Reproduce the listing below in its entirety. Change nothing.

※

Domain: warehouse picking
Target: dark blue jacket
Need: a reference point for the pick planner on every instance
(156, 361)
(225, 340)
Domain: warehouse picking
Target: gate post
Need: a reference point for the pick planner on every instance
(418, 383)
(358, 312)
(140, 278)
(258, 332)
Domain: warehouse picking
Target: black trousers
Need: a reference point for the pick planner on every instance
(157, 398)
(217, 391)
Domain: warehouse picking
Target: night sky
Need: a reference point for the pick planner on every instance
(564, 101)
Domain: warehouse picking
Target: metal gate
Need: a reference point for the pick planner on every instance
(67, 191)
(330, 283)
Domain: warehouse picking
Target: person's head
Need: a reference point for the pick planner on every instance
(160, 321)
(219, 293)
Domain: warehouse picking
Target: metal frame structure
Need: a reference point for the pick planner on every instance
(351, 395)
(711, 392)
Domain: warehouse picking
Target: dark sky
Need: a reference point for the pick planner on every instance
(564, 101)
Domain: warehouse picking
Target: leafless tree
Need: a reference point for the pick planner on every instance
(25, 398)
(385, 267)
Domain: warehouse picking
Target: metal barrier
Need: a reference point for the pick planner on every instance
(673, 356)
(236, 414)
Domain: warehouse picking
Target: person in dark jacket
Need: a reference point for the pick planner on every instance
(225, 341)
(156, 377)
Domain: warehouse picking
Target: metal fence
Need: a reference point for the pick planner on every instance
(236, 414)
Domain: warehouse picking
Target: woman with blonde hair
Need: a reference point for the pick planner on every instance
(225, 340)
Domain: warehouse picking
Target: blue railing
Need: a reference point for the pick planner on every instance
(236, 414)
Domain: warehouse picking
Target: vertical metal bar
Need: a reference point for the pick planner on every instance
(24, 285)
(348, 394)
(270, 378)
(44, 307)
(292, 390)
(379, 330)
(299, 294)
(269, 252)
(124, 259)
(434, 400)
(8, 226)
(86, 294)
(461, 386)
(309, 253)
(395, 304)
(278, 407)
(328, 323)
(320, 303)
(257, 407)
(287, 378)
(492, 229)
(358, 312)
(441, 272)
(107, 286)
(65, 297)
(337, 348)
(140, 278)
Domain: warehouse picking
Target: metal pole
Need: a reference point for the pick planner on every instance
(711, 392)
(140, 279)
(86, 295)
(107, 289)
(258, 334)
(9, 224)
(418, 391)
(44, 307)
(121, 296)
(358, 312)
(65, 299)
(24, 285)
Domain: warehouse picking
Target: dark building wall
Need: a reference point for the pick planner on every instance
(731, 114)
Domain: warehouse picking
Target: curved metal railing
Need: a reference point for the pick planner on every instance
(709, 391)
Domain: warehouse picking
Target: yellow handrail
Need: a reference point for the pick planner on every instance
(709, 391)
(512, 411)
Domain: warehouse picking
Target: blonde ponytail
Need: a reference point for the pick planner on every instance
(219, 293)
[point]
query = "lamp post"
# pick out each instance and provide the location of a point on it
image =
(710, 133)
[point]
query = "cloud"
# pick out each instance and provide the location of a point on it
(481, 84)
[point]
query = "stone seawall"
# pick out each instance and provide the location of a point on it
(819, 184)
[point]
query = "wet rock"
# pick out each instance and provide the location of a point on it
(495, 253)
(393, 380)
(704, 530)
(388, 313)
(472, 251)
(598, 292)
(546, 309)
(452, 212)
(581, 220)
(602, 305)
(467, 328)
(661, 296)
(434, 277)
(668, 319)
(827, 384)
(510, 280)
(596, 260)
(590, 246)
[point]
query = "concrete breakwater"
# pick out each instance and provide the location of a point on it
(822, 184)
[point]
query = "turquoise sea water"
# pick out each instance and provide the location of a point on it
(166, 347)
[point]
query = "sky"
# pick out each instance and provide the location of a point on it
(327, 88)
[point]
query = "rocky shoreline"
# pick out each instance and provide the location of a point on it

※

FULL SOLUTION
Domain: warehouse picking
Target: dark blue jacket
Need: a reference point for the pick planner on every instance
(156, 361)
(225, 340)
Domain: warehouse picking
Target: gate post
Need: a reference point for the pick planner on every instance
(418, 383)
(358, 312)
(140, 278)
(258, 332)
Domain: warehouse picking
Target: black trousers
Need: a reference point for the pick planner on every instance
(157, 398)
(217, 391)
Domain: warehouse picking
Target: night sky
Need: a reference point for the pick planner on every instance
(564, 101)
Domain: warehouse picking
Target: metal gate
Need: a reference point for the pick planner on every instance
(67, 191)
(330, 283)
Domain: warehouse picking
Target: person's head
Need: a reference point for the pick planner on every instance
(160, 321)
(219, 293)
Domain: warehouse picking
Target: metal frame structure
Need: a reference point for the pick planner on every instance
(351, 395)
(711, 392)
Domain: warehouse picking
Target: dark sky
Need: a reference point for the pick planner on every instance
(564, 101)
Domain: warehouse picking
Target: leafless tree
Need: a reference point for the pick planner on every instance
(25, 398)
(385, 267)
Domain: warehouse picking
Target: metal barrier
Need: a reference point for the pick planner on every instance
(673, 356)
(236, 414)
Domain: warehouse picking
Target: person in dark jacket
Need: a reference point for the pick planner on every instance
(225, 341)
(156, 377)
Domain: warehouse picking
Target: metal fence
Need: a reference point for the pick planner on every instance
(236, 414)
Domain: warehouse picking
Target: woman with blonde hair
Need: a reference point for the pick planner on every instance
(225, 340)
Domain: warehouse picking
Target: blue railing
Need: a reference point for the pick planner on every instance
(236, 414)
Domain: warehouse picking
Target: vertical metal bar
Need: a reference point for the pick planner on every instance
(24, 285)
(348, 394)
(270, 378)
(44, 307)
(292, 390)
(379, 330)
(299, 294)
(269, 252)
(124, 259)
(434, 400)
(8, 226)
(86, 294)
(461, 386)
(309, 253)
(395, 304)
(278, 407)
(328, 323)
(320, 303)
(257, 407)
(287, 378)
(492, 229)
(358, 312)
(441, 272)
(107, 286)
(65, 297)
(337, 348)
(140, 278)
Domain: warehouse picking
Target: metal pole
Need: a reference point for the pick planner on every instance
(711, 392)
(140, 279)
(86, 295)
(107, 289)
(258, 334)
(9, 224)
(418, 391)
(44, 307)
(121, 296)
(358, 312)
(65, 299)
(24, 285)
Domain: warehouse picking
Target: dark building wall
Need: a reference point for the pick planner on every instance
(731, 114)
Domain: warehouse picking
Target: curved metal railing
Need: a reference point for the pick planner on every instance
(709, 391)
Domain: warehouse picking
Target: yellow handrail
Need: a reference point for the pick planner on every instance
(709, 391)
(512, 411)
Domain: warehouse picking
Target: blonde ponytail
Need: a reference point for the pick planner on every instance
(219, 293)
[point]
query = "lamp post"
# pick out each instance and provide the location of a point on it
image =
(710, 133)
[point]
query = "cloud"
# pick out each instance and provide the location of a point on it
(481, 84)
[point]
query = "stone seawall"
# pick out each instance and provide the location of a point on it
(819, 184)
[point]
query = "wet rock"
# pick out each instance and provide the location of a point on it
(495, 253)
(393, 380)
(704, 530)
(388, 313)
(472, 251)
(598, 292)
(546, 309)
(452, 212)
(581, 220)
(602, 305)
(467, 328)
(661, 296)
(434, 277)
(668, 319)
(827, 384)
(510, 280)
(596, 260)
(590, 246)
[point]
query = "concrete breakwater"
# pick out each instance and provide the location of a point on it
(822, 184)
[point]
query = "turquoise sea water"
# pick out each instance and provide the location of a point on it
(166, 347)
[point]
query = "sky"
# pick out each instance and provide the location of a point on it
(327, 88)
[point]
query = "rocky shoreline"
# pick out each instance and provide the location of a point on it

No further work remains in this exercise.